§ **Required action**:
Can you output the lines from the start of the records through the line containing "rough mask: <svg", both ends included, copied word for word and leaving out the pictures?

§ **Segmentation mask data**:
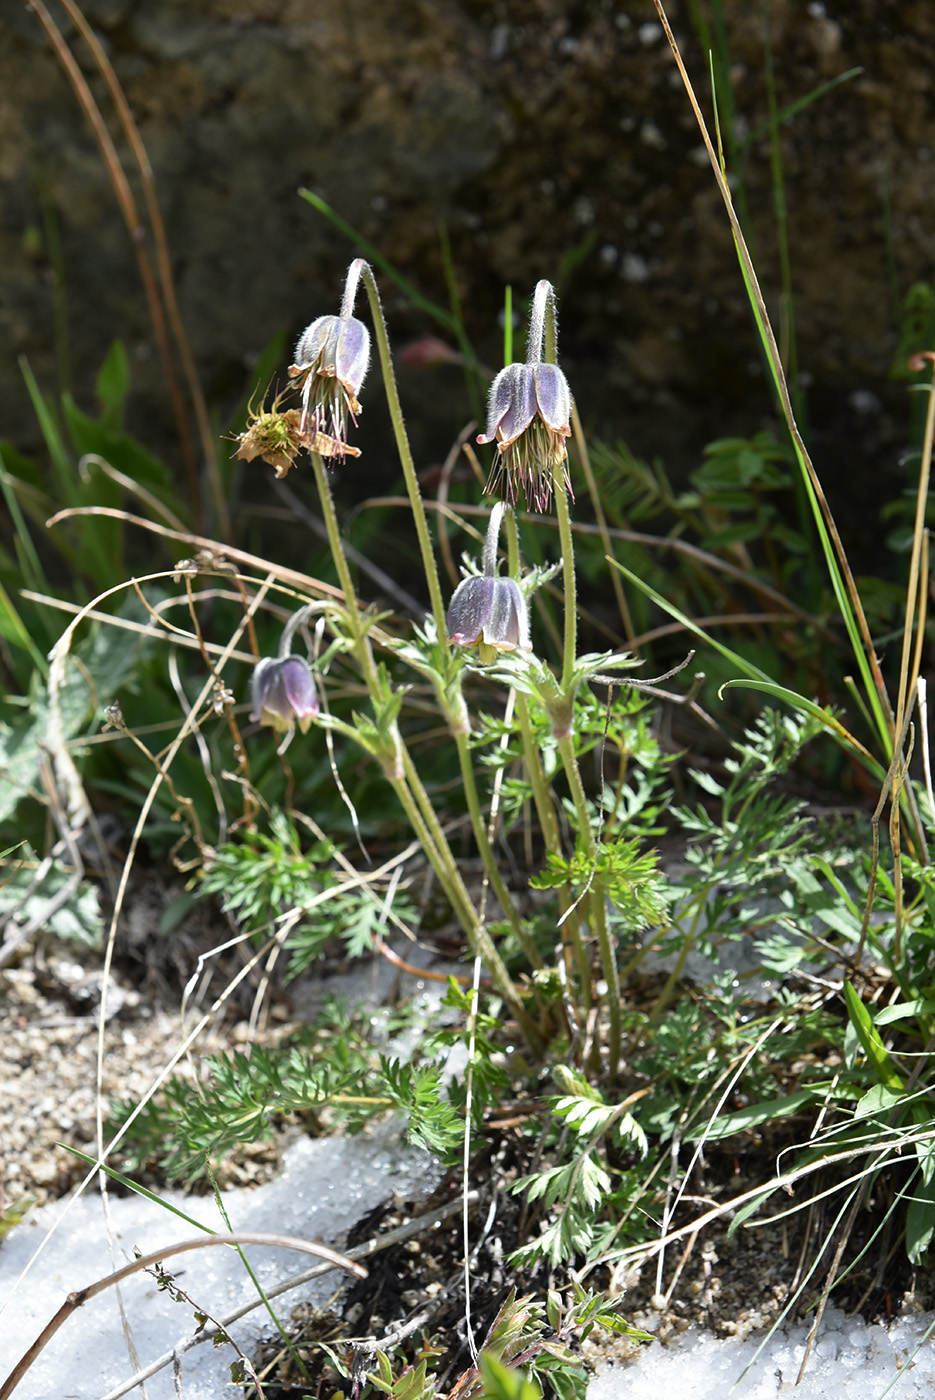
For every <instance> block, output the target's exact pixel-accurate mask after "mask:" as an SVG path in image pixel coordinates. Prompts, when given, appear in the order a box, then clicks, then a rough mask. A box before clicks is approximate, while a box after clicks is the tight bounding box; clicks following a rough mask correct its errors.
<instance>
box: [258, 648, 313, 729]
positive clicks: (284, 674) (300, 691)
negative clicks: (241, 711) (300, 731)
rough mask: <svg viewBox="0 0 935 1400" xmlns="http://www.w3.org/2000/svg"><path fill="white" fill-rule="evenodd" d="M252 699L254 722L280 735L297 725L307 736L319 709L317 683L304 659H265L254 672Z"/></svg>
mask: <svg viewBox="0 0 935 1400" xmlns="http://www.w3.org/2000/svg"><path fill="white" fill-rule="evenodd" d="M251 700H252V707H251V720H255V721H259V722H260V724H270V725H272V727H273V728H274V729H276V731H279V732H280V734H281V732H284V731H286V729H291V728H293V727H294V725H295V724H298V727H300V729H301V731H302V734H305V732H307V729H308V727H309V724H311V722H312V718H314V715H316V714H318V710H319V706H318V693H316V690H315V680H314V679H312V672H311V668H309V665H308V662H307V661H304V659H302V657H280V658H273V657H263V659H262V661H259V662H258V664H256V666H255V669H253V678H252V680H251Z"/></svg>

§ **Written response**:
For every <instance> block, output the target's exact pixel-accurate mask after "mask:" as an SVG path in image pixel coordinates. Prompts, when given, appear in the order a box, then clicks, then a rough mask. A box before clicks is approximate, while a box after clicks is the tight bounding box; clicks following a rough mask correct its errors.
<instance>
box: [258, 648, 313, 729]
positive clicks: (284, 674) (300, 691)
negative clicks: (241, 711) (300, 731)
rough mask: <svg viewBox="0 0 935 1400" xmlns="http://www.w3.org/2000/svg"><path fill="white" fill-rule="evenodd" d="M252 699L254 722L280 735L297 725L307 736L319 709L317 683L304 659H265L254 672Z"/></svg>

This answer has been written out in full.